» **Page extract**
○ ○ ○

Scribe Graph - Advanced Code Dependency Analysis

High-performance graph-based code analysis with PageRank centrality computation. This crate provides sophisticated tools for understanding code structure, dependency relationships, and file importance through research-grade graph algorithms.

Key Features

PageRank Centrality Analysis

Research-grade PageRank implementation optimized for code dependency graphs
Reverse edge emphasis (importance flows to imported files)
Convergence detection with configurable precision
Multi-language import detection (Python, JavaScript, TypeScript, Rust, Go, Java)

Graph Construction and Analysis

Efficient dependency graph representation with adjacency lists
Comprehensive statistics (degree distribution, connectivity, structural patterns)
Performance optimized for large codebases (10k+ files)
Concurrent processing support for multi-core systems

Integration with FastPath Heuristics

Seamless V2 integration with existing heuristic scoring system
Configurable centrality weighting in final importance scores
Multiple normalization methods (min-max, z-score, rank-based)

○ ○ ○

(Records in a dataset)

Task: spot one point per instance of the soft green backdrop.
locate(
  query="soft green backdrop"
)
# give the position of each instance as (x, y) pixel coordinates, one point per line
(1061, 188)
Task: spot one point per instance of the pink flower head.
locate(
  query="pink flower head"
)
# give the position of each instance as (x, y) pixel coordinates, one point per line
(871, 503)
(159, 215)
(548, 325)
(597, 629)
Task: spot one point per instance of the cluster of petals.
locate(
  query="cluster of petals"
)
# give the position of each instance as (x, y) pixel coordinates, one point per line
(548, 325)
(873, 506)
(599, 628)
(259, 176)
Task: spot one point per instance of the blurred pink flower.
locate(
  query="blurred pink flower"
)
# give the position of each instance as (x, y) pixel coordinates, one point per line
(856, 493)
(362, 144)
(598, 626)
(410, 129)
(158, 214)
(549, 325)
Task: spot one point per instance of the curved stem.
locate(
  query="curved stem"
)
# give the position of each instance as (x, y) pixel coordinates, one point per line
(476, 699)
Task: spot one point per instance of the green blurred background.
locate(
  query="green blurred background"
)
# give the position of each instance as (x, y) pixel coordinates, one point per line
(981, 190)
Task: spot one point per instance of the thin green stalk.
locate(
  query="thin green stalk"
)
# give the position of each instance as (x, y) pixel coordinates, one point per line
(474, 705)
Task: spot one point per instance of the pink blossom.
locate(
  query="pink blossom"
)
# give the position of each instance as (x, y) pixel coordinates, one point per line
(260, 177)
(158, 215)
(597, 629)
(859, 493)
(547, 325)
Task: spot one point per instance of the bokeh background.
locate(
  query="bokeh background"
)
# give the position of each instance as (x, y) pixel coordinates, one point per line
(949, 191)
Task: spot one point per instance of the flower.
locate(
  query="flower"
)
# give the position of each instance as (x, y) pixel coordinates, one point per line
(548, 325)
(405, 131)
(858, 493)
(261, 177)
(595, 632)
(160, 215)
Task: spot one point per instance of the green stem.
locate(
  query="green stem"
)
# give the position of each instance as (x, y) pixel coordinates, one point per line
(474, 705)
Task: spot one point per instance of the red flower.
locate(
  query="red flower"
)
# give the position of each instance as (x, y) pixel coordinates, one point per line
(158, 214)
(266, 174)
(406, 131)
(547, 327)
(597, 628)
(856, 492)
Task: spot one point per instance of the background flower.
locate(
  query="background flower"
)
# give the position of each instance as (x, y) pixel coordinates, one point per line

○ ○ ○

» **What you need to do**
- 1) According to the Scribe Graph page, which programming languages does its import detection support? List every one.
- 2) Copy out the records from the line containing "Task: spot one point per instance of the red" down to the end of the records, requests included, and add 37 to every number in the answer coordinates.

» **Solutions by task**
- 1) Python, JavaScript, TypeScript, Rust, Go, Java

- 2)
Task: spot one point per instance of the red flower.
locate(
  query="red flower"
)
# give the position of each instance as (x, y) pixel coordinates, one point per line
(195, 251)
(303, 211)
(443, 168)
(584, 364)
(634, 665)
(893, 529)
Task: spot one point per instance of the background flower.
locate(
  query="background flower"
)
# give the position of each instance as (x, y) pixel coordinates, one point per line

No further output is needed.